## Exercise requirements
From the thread on SQL Server replication failures, extract word for word the stretch from "Credits: The issue" through "to resolve it.".

## Selected excerpt
● ● ● ● ● ● ●

So to resolve the above error message we need to exclude the folder C:Program FilesMicrosoft SQL Server100COM from scanning in the Anti-virus.
In the KB Article http://support.microsoft.com/kb/309422 we have already documented the folders to be excluded for running antivirus on running on servers which run sql server. However the above folder is not mentioned so I thought I would document this in my Blog to help other to avoid failure of replication.
Credits: The issue was drilled down by one of our Escalation Engineer and my colleaque Rishi Maini while from the Customer end Ragvendra T helped us to resolve it.
Premier Field Engineer|Microsoft Services
“So to resolve the above error message we need to exclude the folder C:Program FilesMicrosoft SQL Server100COM from scanning in the Anti-virus.”
Symantec in my customer’s case.
This was about to turn into a real hair-puller until I found your information.
Thank you! we tried the MS hotfix but did not work for us. The AV was the cause after doing this changes we don’t have problem any more 🙂
I am having this issue but our disritbution instance is running on a windows 2008 cluster. I’m concerned that using the C drive on one of the nodes may have an issue in case of a fail over.
I would like to change the location to a file share or one of the clustered luns . Any idea how to change the default location from C:Program FilesMicrosoft SQL Server100COM?
For Cluster, you need not worry for these files which are created in COM Folder since they are just Temp files and will be created once the instance is failed over to another folder in the local path for COM folder.
For Cluster, what you need to worry about is the location of the snapshot folder which should be in the fileshare.
I tend not to drop a leave a response, however I looked at a few of
the comments on this page Transactional Replication in SQL 2008 Fails “The distribution agent failed to create temporary files in ?C:Program FilesMicrosoft SQL Server100COM? directory. System returned errorcode 5.” | SQL Server Faq. I do have some questions for you if it’s allright. Is it simply me or do a few of the remarks look as if they are left by brain dead individuals? 😛 And, if you are posting on other online social sites, I’d like to follow anything new you have to post. Would you post a list of the complete urls of your shared pages like your twitter feed, Facebook page or linkedin profile?

● ● ● ● ● ● ●

Collected data
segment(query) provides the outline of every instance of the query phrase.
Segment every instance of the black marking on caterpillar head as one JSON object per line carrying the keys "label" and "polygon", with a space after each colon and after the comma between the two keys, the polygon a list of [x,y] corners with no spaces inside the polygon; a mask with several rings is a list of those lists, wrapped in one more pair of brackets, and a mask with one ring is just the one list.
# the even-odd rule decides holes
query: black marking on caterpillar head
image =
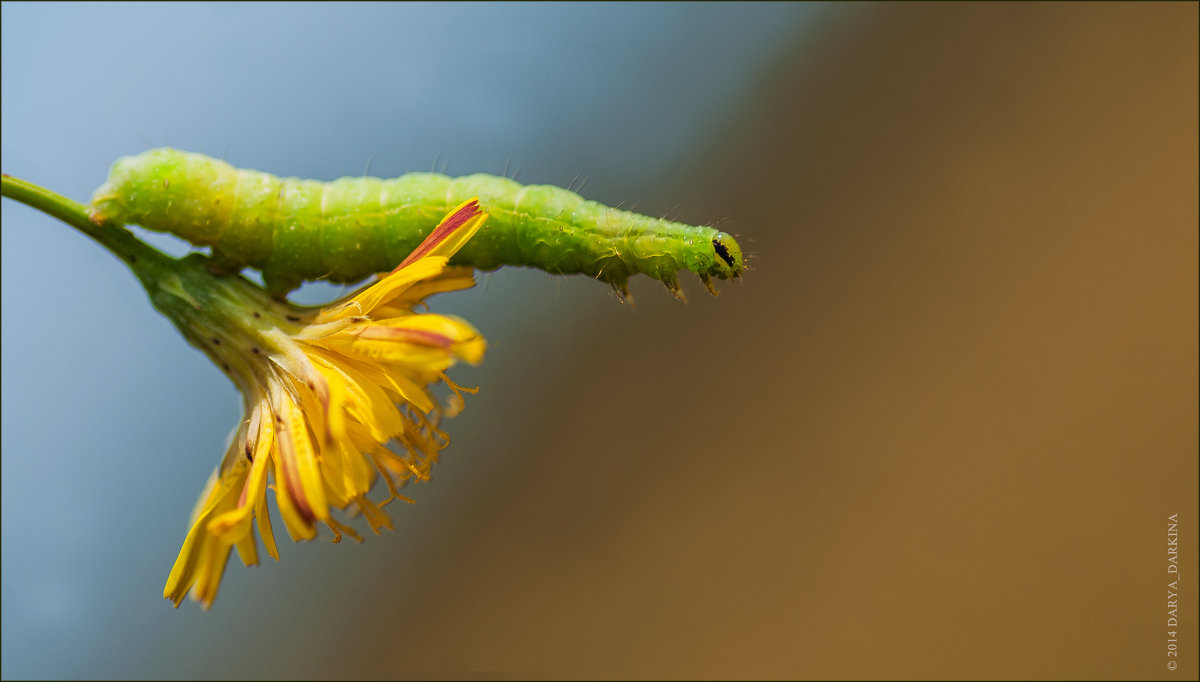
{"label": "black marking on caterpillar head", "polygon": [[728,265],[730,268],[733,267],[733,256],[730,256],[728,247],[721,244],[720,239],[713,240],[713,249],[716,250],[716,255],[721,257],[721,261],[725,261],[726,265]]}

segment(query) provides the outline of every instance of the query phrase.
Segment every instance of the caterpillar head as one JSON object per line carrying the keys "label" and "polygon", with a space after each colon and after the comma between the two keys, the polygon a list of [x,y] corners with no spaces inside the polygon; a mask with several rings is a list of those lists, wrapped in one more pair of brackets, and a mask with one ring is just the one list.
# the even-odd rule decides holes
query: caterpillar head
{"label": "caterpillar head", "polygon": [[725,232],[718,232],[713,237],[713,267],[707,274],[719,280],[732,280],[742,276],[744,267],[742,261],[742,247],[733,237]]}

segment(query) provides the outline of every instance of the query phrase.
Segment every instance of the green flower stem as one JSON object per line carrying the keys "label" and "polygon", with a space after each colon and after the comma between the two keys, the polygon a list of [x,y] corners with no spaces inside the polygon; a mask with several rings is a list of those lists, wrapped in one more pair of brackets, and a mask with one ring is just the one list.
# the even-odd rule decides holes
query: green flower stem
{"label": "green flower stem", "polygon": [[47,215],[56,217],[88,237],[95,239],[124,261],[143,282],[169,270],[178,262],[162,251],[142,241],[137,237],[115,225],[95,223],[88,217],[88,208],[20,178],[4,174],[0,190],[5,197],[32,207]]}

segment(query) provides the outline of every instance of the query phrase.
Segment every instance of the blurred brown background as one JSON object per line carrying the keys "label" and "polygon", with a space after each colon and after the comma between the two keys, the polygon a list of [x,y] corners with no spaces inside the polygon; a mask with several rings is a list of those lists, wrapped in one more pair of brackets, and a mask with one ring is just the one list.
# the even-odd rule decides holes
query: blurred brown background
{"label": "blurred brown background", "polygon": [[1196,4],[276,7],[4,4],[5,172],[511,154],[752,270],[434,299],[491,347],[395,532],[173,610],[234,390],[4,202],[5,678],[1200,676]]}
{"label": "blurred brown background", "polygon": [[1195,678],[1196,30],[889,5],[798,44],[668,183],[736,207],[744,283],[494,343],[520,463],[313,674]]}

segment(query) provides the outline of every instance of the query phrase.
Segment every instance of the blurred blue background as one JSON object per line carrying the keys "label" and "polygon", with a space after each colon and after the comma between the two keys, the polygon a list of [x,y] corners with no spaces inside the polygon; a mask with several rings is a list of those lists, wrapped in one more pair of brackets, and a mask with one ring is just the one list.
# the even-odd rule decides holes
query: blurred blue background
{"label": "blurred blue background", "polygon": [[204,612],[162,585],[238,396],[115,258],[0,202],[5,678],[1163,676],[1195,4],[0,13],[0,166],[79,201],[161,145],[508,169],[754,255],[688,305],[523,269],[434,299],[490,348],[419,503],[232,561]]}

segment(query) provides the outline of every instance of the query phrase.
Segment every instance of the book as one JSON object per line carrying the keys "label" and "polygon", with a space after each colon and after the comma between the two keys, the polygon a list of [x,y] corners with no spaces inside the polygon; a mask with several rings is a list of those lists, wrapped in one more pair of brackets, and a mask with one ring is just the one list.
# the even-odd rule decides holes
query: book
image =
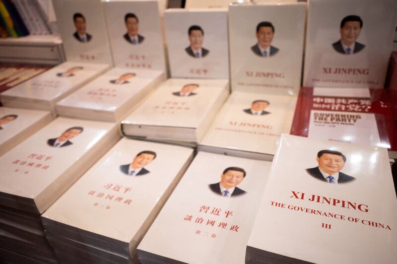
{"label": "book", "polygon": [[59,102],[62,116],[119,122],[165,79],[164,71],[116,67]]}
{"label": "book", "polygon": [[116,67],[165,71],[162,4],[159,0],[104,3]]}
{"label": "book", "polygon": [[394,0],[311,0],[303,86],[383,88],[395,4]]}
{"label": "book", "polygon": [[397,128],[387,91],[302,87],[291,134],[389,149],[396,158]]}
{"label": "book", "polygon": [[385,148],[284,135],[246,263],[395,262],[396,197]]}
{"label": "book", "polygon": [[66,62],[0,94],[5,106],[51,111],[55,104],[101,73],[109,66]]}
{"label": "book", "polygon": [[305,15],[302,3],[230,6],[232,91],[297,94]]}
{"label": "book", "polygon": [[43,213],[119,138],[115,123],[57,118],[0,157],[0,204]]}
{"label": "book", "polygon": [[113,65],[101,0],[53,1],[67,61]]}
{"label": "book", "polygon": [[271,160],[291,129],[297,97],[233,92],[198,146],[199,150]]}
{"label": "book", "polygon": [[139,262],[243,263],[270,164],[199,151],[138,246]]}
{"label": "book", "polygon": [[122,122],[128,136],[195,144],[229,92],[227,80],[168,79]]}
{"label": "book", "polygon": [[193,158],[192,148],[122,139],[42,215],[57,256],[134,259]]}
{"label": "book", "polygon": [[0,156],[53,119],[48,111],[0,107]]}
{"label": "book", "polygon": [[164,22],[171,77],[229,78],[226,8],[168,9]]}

● ● ● ● ● ● ●

## Solution
Credits: The issue was drilled down by one of our Escalation Engineer and my colleaque Rishi Maini while from the Customer end Ragvendra T helped us to resolve it.